The Company is also obligated to pay other customary closing fees,
arrangement fees, collateral appraisal fees, administration fees
and letter of credit fees for a credit facility of this size and
type.
The Credit
Agreement does not obligate the Company to maintain financial
covenants, except in the event that excess availability (each as
defined in the Credit Agreement) is less than 15% of the lower of
the borrowing base or the size of the maximum credit line, at which
point the Company is required to maintain a fixed charge coverage
ratio (“FCCR”) of at least 1.10:1.00. The Credit Agreement includes
various restrictions on the Company and its subsidiaries’
activities, including, under certain conditions, limitations on the
Company’s ability to make certain cash payments including cash
dividends and stock repurchases, issuance of equity instruments,
acquisitions and divestitures, and entering into new indebtedness
transactions.
The Credit
Agreement includes customary events of default that include, among
other things, non-payment defaults, inaccuracy of representations
and warranties, covenant defaults, cross default to material
indebtedness, bankruptcy and insolvency defaults, material judgment
defaults, ERISA defaults, structural defaults under the loan
documents and a change of control default. The occurrence of an
event of default could result in the acceleration of the
obligations under the Credit Agreement. Under certain
circumstances, a default interest rate may apply on any amount
outstanding under the Credit Agreement during the existence of an
event of default at a per annum rate equal to 2.00% above the
applicable interest rate.

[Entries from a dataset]

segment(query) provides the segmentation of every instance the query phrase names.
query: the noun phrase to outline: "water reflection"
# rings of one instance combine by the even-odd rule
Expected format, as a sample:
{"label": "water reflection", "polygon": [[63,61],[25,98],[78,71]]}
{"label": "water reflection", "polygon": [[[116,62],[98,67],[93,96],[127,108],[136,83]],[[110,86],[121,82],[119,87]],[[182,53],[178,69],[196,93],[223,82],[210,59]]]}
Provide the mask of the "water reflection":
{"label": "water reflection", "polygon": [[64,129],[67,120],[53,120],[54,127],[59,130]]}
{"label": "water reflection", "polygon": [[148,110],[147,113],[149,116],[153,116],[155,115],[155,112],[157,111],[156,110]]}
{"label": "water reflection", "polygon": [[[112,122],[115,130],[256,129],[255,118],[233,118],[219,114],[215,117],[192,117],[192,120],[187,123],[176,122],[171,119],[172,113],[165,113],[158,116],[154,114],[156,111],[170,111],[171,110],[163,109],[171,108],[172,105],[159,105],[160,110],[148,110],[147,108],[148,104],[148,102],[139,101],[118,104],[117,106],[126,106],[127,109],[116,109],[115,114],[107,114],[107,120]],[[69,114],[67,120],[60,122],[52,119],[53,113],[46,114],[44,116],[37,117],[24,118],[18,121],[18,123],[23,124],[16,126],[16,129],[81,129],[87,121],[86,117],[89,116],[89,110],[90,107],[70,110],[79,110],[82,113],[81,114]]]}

● **Tasks to carry out**
1. Which fees does the credit agreement text say the Company must also pay?
2. Copy out every line of the dataset entries, unchanged.

● **Responses by task**
1. Closing fees, arrangement fees, collateral appraisal fees, administration fees, and letter of credit fees.

2.
segment(query) provides the segmentation of every instance the query phrase names.
query: the noun phrase to outline: "water reflection"
# rings of one instance combine by the even-odd rule
Expected format, as a sample:
{"label": "water reflection", "polygon": [[63,61],[25,98],[78,71]]}
{"label": "water reflection", "polygon": [[[116,62],[98,67],[93,96],[127,108],[136,83]],[[110,86],[121,82],[119,87]],[[182,53],[178,69],[196,93],[223,82],[210,59]]]}
Provide the mask of the "water reflection":
{"label": "water reflection", "polygon": [[64,129],[67,120],[53,120],[54,127],[59,130]]}
{"label": "water reflection", "polygon": [[148,110],[147,113],[149,116],[153,116],[155,115],[155,112],[157,111],[156,110]]}
{"label": "water reflection", "polygon": [[[112,122],[115,130],[256,129],[255,118],[233,118],[219,114],[215,117],[192,117],[192,120],[187,123],[176,122],[171,119],[172,113],[165,113],[158,116],[154,114],[156,111],[170,111],[171,110],[163,109],[171,108],[172,105],[159,105],[160,110],[148,110],[147,108],[148,104],[148,102],[139,101],[118,104],[117,106],[126,106],[127,109],[116,109],[115,114],[107,114],[107,120]],[[69,114],[67,120],[60,122],[52,119],[53,113],[46,114],[44,116],[37,117],[24,118],[18,121],[18,123],[23,124],[16,126],[16,129],[81,129],[87,121],[86,117],[89,116],[89,110],[90,107],[70,110],[79,110],[82,113],[81,114]]]}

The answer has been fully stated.